Page excerpt
Snow Angels - Movie Reviews - Rotten Tomatoes

Snow Angels Reviews

Page 2 of 57
February 6, 2013
Really packs a punch thanks to Rockwell's performance, a solid cast - slow moving film but so much going on. Highly recommend.
Critique Threatt
Super Reviewer
December 23, 2012
This is a great film by David Gordon Green. I was taken with the characters and their way of life and their problems. The film has a real sense of blue collar life that wouldn't comprehend with big studios. Kate Beckinsale and Sam Rockwell put in fine performances in "Snow Angels". I also admired the slowly developed romantic connection between Michael Angarano and Olivia Thirlby characters. It's how real life high school couples slowly become intimately connected and it works. David Gordon Green has the heart and the romantic touch like a fine painter.

The story is about a high school band is practicing for the last football game, when they hear gunshots. The picture abruptly flashes back to a few weeks before, to an Asian restaurant where a high school boy named Arthur (Michael Angarano) buses tables, and his ex-babysitter, Annie (Kate Beckinsale), and her best friend, Barb (Amy Sedaris), are waitresses. Arthur, who's a bit of a misfit, has a troubled home life caused by his constantly clashing parents, both of whom often forget about him. Annie's life isn't faring much better: she's now a single mother with an ill mother, separated from her husband, Glenn (Sam Rockwell), who's on the wagon and becoming a born-again Christian in order to prove that he is responsible enough to spend time with their young daughter, Tara (Gracie Hudson). Depressed and lonely, Annie is having an affair with Barb's husband, Nate (Nicky Katt), which eventually serves to only make her unhappier, as she feels great guilt over betraying her best friend. Desperate to prove himself and still harboring feelings for his estranged wife (whom he suspects is seeing someone), Glenn gets a new job and spends as much time as possible with Tara. Meanwhile, Arthur finds himself growing close to Lila (Olivia Thirlby), a new student at the high school who has a knack for photography. The film focuses heavily on how people's lives can cross in a small town, especially when Tara wanders out of the house and goes missing while Annie, having just lost her best friend over the affair, is sleeping. The whole town spends hours desperately searching for Tara, before Arthur finds her body while smoking pot with his friend. To Annie's horror, Tara fell into the lake while playing and drowned when the water froze over.

So in a way it feels like a Robert Altman picture with characters crossing lives in a small town. If you dislike watching character driven films then "Snow Angels" is not for you but if you are the opposite, you will instantly be taken with the characters and notice a fine filmmaker painstakingly crafting a delicate film at the height of his powers.
November 5, 2012
David Gordon Green needs to make more films like these and not films like "The Sitter. Sam Rockwell's performance was oscar worthy and so was David's script and direction. One of the best films I have ever seen.
September 30, 2012
Sam Rockwell is brilliant. A heartbreaking and underrated film. If you can find a copy, watch it.
Super Reviewer
September 28, 2012
Stories about teenage love and a marriage that has all but disintegrated are interconnected in this drama.

Requirements
**A.** In the Snow Angels reviews, how does Tara die?
**B.** Quote the Snow Angels reviews between "Snow Angels - Movie" and "on. Highly recommend.", inclusive.
**C.** Extend the Snow Angels reviews from where they stop.

Listing
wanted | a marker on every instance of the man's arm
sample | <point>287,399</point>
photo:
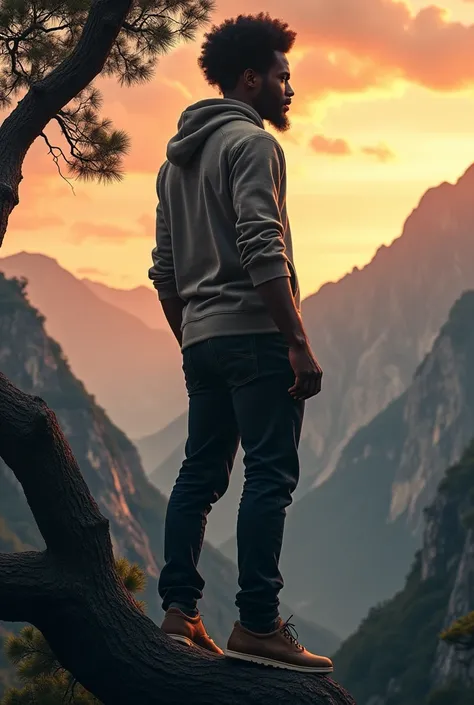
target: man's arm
<point>256,177</point>
<point>163,276</point>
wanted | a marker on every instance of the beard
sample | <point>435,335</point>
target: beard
<point>270,107</point>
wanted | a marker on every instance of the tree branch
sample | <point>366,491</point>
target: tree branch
<point>25,582</point>
<point>89,619</point>
<point>46,98</point>
<point>34,447</point>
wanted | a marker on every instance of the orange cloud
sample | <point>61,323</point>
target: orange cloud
<point>87,271</point>
<point>352,46</point>
<point>380,152</point>
<point>327,145</point>
<point>340,147</point>
<point>87,230</point>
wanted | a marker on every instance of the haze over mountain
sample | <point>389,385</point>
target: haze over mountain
<point>349,543</point>
<point>141,302</point>
<point>111,467</point>
<point>132,370</point>
<point>370,331</point>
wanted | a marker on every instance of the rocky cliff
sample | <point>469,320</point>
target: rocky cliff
<point>133,371</point>
<point>110,465</point>
<point>396,657</point>
<point>349,542</point>
<point>371,329</point>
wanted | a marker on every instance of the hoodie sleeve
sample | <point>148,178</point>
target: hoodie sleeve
<point>162,273</point>
<point>257,176</point>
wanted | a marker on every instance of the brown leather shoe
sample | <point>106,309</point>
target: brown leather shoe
<point>279,649</point>
<point>188,630</point>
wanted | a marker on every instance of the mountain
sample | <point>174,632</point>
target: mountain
<point>157,448</point>
<point>141,302</point>
<point>360,529</point>
<point>371,329</point>
<point>133,371</point>
<point>396,656</point>
<point>362,526</point>
<point>111,467</point>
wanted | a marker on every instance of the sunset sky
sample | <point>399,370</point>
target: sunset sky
<point>384,109</point>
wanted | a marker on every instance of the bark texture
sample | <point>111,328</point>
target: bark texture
<point>73,594</point>
<point>45,98</point>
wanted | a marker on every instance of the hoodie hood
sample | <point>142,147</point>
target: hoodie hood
<point>200,120</point>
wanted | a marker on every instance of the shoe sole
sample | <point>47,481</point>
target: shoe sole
<point>277,664</point>
<point>181,639</point>
<point>188,642</point>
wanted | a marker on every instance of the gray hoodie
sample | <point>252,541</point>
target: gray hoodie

Set of answers
**A.** She fell into the lake while playing and drowned when the water froze over.

**B.**
Snow Angels - Movie Reviews - Rotten Tomatoes

Snow Angels Reviews

Page 2 of 57
February 6, 2013
Really packs a punch thanks to Rockwell's performance, a solid cast - slow moving film but so much going on. Highly recommend.

**C.**
Strong performances by Kate Beckinsale and Sam Rockwell highlight this indie drama, but the film's weakness is its inability to either reach the Altman Standard for interconnecting stories or link the stories with a common theme. The best that I can manage for a common theme is weak: I think the film suggests that relationships inevitably decay despite the grand optimism with which we enter them, a claim evidenced by the parallels between Annie and Glenn's marriage and their younger counterparts. But I feel like I'm doing more work than the film is in order to tease some semblance of sense.
Overall, this effort represents the dangers of trying to do too much and fit a whole novel into a medium that can't carry all the weight.
½ September 18, 2012
Green's direction has a weird rhythm that I couldn't really get jive to the whole time. There's no tension, and the pivotal event feels disconnected and inevitable. Rockwell gives a good performance, but it feels like it's for the wrong character; he's not threatening, at all. And also the kids' courtship is really cute but it feels arbitrary next to the main plot. I found myself thinking all these things probably worked much better in the novel, which, hey, not surprising. It wasn't bad though.
½ August 29, 2012
Very fine acting (Espicially the worthwhile Sam Rockwell) but this film fell a little flat from being too melodramatic though it did have some great emotional exploration to it.
½ August 27, 2012
The first half of this movie was engaging and well-plotted. Then the second half made it feel a bit like wasted energy. This movie was incredibly sad and heartwrenching, shaking me to the core, and the performances were so real and bone-chillingly good, but it was too emotionally draining for me.
½ August 26, 2012
Seemingly dull but it can keep you hooked until the end.

The characters are very realistically developed that one cannot help but get reeled into their tornado of love, relationship, marriage and death.

Wonderful performance delivered by the cast, especially Rockwell and Beckinsale.
½ August 26, 2012
Seemingly dull but it can keep you hooked until the end.

The characters are very realistically developed that one cannot help but get reeled into their tornado of love, relationship, marriage and death.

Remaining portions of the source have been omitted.